[Pointing dataset records]
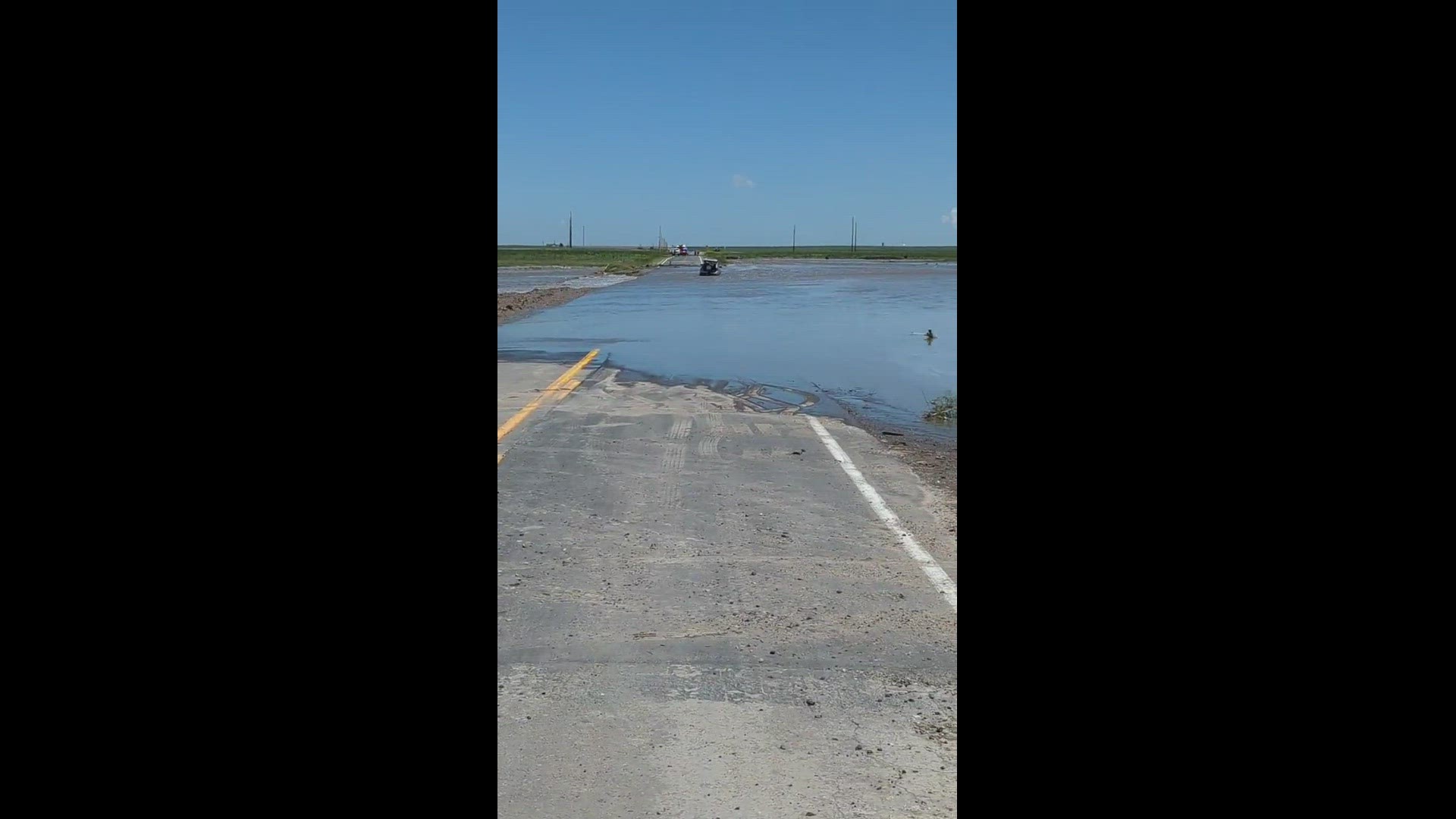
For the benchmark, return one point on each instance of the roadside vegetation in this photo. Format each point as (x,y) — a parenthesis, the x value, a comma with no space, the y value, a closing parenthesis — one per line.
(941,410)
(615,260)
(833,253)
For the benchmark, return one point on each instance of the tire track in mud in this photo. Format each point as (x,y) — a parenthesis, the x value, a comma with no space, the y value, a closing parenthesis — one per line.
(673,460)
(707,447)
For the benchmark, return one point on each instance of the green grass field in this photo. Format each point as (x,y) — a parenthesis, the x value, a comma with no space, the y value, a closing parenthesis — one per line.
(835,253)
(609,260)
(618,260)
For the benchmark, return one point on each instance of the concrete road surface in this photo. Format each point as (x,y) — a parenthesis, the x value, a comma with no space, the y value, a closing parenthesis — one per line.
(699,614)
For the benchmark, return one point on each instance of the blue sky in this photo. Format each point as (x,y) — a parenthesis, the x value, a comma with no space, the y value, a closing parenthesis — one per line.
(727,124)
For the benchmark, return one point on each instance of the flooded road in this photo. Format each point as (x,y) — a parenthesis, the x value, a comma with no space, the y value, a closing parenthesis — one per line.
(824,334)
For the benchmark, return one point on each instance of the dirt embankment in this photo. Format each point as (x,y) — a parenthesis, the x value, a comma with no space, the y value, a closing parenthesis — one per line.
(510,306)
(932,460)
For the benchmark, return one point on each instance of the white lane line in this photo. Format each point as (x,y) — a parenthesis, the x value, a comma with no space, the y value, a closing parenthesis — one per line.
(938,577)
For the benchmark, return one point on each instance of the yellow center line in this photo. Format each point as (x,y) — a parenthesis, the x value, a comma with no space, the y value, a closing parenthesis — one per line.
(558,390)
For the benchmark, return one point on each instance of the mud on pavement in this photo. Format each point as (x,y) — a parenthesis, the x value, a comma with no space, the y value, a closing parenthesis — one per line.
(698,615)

TO DO: Turn the rows from the line containing "mud on pavement" through the last row above, both ends included, into a numbered list, skipping any blank lines.

TASK RESULT:
1. For the benchmark, return one point on each instance of the mud on pavement in this photo. Format each point as (x,y) — a parenthesis, the x value, a comma with no space, the y value, a closing parenthesis — one per line.
2. (698,615)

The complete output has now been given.